Data shown ->
━━━━

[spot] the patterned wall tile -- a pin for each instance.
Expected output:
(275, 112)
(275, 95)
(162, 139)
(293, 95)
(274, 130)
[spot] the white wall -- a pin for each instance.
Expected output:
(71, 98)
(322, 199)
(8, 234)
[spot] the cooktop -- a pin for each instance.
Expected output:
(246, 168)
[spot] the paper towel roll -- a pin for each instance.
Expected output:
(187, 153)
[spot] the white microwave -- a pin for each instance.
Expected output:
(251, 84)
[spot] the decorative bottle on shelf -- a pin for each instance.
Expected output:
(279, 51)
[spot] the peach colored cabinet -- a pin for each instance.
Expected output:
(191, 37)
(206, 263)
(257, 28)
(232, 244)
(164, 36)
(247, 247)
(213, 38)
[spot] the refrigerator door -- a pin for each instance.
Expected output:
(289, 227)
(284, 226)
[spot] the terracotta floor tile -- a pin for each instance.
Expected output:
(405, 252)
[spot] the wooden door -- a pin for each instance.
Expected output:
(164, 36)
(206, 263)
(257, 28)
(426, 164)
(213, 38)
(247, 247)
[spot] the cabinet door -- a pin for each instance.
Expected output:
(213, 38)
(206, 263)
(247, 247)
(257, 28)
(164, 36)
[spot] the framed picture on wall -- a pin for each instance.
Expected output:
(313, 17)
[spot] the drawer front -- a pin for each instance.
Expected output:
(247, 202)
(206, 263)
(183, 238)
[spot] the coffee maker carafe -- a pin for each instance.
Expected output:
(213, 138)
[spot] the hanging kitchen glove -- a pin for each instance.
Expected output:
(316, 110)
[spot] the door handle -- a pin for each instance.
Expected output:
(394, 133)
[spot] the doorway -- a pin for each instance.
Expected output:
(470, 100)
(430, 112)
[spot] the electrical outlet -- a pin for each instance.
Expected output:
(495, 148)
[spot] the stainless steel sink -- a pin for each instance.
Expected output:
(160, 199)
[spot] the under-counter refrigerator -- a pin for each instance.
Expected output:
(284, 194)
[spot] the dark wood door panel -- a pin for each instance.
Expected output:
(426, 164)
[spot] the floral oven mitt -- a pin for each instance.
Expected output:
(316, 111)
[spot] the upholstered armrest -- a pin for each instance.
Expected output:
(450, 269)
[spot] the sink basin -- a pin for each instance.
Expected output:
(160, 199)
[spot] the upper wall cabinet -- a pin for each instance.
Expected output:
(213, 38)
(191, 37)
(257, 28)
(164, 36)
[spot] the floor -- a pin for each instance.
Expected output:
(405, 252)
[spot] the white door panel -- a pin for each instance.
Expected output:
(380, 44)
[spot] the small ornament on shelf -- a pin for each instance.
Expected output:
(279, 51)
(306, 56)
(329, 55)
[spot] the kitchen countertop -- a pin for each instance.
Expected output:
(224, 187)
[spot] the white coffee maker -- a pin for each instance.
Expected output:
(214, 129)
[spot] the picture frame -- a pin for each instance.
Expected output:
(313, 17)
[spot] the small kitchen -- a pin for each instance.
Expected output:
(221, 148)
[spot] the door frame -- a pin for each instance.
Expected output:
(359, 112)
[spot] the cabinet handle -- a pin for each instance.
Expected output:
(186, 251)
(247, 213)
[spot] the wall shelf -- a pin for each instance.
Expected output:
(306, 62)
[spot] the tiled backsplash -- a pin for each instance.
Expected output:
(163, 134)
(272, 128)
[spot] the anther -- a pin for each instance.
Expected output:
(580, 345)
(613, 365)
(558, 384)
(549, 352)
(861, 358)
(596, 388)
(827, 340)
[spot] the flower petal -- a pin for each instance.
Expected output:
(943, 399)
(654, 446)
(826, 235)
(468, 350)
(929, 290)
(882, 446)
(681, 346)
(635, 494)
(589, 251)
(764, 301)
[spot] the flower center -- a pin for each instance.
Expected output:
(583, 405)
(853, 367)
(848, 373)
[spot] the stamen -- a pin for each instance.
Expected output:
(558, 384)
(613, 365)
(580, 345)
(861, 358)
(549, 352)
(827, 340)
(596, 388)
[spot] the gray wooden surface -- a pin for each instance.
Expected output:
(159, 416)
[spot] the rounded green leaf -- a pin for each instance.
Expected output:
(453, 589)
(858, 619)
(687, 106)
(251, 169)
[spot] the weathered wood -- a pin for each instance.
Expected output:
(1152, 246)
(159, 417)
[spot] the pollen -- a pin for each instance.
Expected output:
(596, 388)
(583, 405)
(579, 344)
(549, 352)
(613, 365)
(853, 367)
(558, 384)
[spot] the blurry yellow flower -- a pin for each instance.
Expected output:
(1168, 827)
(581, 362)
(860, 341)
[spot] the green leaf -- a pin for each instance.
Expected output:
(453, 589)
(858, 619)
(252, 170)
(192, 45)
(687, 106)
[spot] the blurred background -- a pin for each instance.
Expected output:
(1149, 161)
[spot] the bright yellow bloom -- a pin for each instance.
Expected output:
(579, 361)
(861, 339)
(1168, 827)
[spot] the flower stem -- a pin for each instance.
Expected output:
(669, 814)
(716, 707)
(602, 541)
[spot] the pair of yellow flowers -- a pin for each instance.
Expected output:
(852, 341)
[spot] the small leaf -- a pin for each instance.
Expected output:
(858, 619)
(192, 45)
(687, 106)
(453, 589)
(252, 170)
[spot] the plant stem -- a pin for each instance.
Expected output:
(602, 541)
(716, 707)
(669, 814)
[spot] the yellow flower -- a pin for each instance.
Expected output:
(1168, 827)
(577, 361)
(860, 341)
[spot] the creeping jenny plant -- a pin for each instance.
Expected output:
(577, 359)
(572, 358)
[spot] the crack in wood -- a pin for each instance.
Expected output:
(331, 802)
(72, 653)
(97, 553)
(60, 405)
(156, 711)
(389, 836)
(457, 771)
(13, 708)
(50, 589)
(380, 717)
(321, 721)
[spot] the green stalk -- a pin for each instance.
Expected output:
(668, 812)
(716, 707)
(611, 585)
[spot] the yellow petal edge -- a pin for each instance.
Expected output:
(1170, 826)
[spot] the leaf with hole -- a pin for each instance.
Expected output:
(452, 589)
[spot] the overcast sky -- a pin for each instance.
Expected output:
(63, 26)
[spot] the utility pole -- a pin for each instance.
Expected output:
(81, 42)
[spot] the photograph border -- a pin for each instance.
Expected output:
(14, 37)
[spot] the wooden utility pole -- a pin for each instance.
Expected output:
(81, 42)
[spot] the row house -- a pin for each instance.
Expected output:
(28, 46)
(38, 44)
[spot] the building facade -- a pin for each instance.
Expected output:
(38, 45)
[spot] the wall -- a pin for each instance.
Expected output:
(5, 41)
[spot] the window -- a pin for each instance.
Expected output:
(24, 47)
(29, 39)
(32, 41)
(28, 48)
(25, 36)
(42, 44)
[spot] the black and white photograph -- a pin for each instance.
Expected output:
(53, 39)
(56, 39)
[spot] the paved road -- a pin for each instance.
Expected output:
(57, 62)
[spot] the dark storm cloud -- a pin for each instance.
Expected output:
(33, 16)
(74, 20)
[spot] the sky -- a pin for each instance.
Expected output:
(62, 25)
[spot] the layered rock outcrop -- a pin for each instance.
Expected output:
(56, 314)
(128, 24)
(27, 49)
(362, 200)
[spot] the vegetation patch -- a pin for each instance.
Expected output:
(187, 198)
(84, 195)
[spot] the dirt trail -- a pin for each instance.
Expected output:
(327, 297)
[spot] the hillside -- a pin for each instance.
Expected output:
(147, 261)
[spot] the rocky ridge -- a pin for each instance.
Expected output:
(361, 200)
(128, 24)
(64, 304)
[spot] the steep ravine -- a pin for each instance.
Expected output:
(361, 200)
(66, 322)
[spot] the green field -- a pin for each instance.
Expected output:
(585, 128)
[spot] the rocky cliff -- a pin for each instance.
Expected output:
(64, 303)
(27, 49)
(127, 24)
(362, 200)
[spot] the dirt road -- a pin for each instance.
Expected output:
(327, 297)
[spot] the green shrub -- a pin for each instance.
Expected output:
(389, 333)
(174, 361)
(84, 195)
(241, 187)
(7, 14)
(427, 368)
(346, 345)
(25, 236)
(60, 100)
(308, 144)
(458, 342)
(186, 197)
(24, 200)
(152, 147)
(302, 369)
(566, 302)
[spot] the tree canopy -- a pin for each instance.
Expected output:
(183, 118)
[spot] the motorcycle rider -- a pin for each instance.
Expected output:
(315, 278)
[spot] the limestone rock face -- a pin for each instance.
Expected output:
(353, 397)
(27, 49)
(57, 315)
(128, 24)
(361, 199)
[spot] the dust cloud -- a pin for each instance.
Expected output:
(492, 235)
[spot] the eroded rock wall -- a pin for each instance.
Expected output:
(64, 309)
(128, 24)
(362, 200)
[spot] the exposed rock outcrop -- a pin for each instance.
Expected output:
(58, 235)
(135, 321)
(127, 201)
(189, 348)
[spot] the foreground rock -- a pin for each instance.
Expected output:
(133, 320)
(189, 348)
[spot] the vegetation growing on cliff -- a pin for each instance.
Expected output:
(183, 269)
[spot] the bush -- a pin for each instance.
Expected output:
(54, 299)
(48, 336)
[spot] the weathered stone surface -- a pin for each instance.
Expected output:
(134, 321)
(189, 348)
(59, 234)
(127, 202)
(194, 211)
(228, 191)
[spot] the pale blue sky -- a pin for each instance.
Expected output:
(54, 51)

━━━━

Find "[spot] the sky -- a pin for each instance." in the data above, then repeat that line and all lines after it exactly, ending with the final line.

[spot] the sky -- a pin for each instance.
Expected output:
(62, 25)
[spot] the layered rock outcrop -- a pin for each instance.
Expected output:
(56, 314)
(128, 24)
(27, 49)
(362, 200)
[spot] the vegetation patch -- a pin for each instance.
Expected output:
(187, 198)
(84, 195)
[spot] the dirt trail -- a pin for each instance.
Expected output:
(327, 297)
[spot] the hillside -- a pin for each instance.
Expected output:
(147, 261)
[spot] the rocky ridge -- a pin for each instance.
Expected output:
(361, 200)
(128, 24)
(64, 304)
[spot] the steep ravine -- a pin for each instance.
Expected output:
(361, 200)
(66, 322)
[spot] the green field -- a pin for each instance.
Expected output:
(585, 128)
[spot] the rocky cliff -- a pin for each instance.
Expected output:
(64, 303)
(27, 49)
(127, 24)
(362, 200)
[spot] the dirt road -- a pin for each instance.
Expected output:
(327, 297)
[spot] the green shrub -- a pin for each instance.
Expected output:
(389, 333)
(174, 361)
(84, 195)
(241, 187)
(7, 14)
(427, 368)
(346, 345)
(25, 236)
(60, 100)
(308, 144)
(458, 342)
(186, 197)
(24, 200)
(152, 147)
(302, 369)
(566, 302)
[spot] the tree canopy -- a pin for each instance.
Expected output:
(183, 118)
[spot] the motorcycle rider -- a pin for each instance.
Expected output:
(315, 278)
[spot] the limestone rock face -- a pin for each instance.
Expected output:
(353, 397)
(27, 49)
(57, 315)
(128, 24)
(361, 199)
[spot] the dust cloud -- a pin for each instance.
Expected output:
(492, 235)
[spot] the eroded rock wall -- a pin for each instance.
Expected output:
(64, 309)
(128, 24)
(362, 200)
[spot] the exposed rock outcrop -- a pin for each instance.
Expected output:
(58, 235)
(135, 321)
(127, 201)
(189, 348)
[spot] the foreground rock -- a pin for each instance.
Expected output:
(133, 320)
(189, 348)
[spot] the vegetation growing on cliff -- a pin for each instance.
Expected output:
(183, 269)
[spot] the bush -- a pin for each instance.
Expected output:
(54, 299)
(48, 336)
[spot] the weathered stone surface -- a pin for each instance.
Expected output:
(134, 321)
(189, 348)
(59, 234)
(127, 202)
(194, 211)
(228, 191)
[spot] the pale blue sky -- a pin for each instance.
Expected output:
(54, 51)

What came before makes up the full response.